▶ [What is required] Copy out every line of the items below word for word, leaving out the pictures.

▶ [Entries supplied]
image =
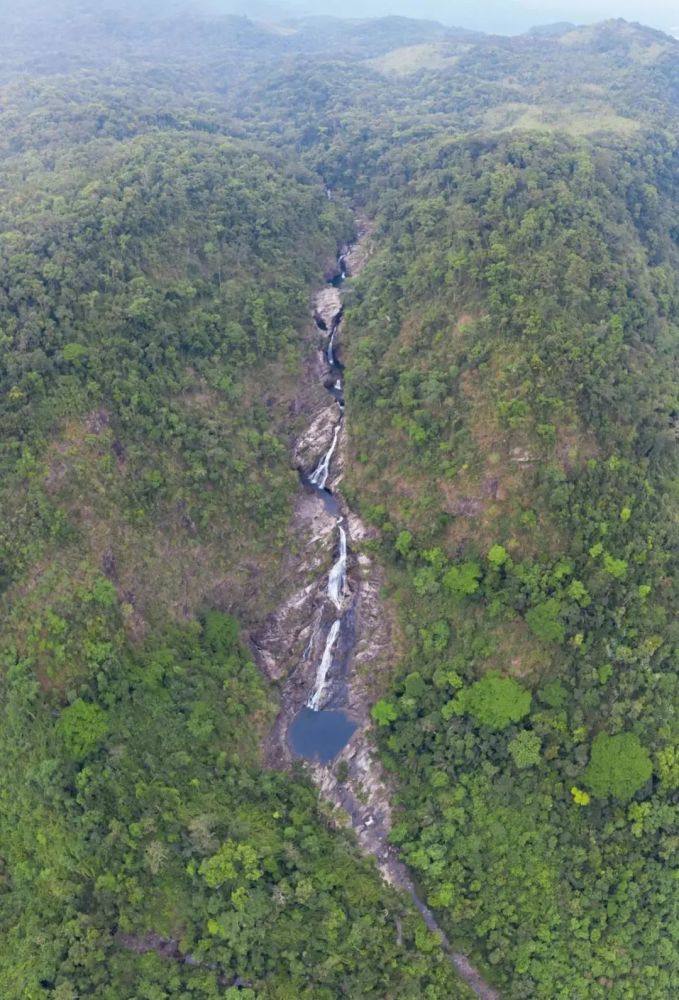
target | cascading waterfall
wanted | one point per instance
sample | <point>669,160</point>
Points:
<point>315,699</point>
<point>319,476</point>
<point>338,573</point>
<point>331,344</point>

▶ [Finished exercise]
image =
target | cascading waterfall
wanted | one point per instance
sample | <point>669,160</point>
Points:
<point>315,699</point>
<point>319,476</point>
<point>338,573</point>
<point>331,344</point>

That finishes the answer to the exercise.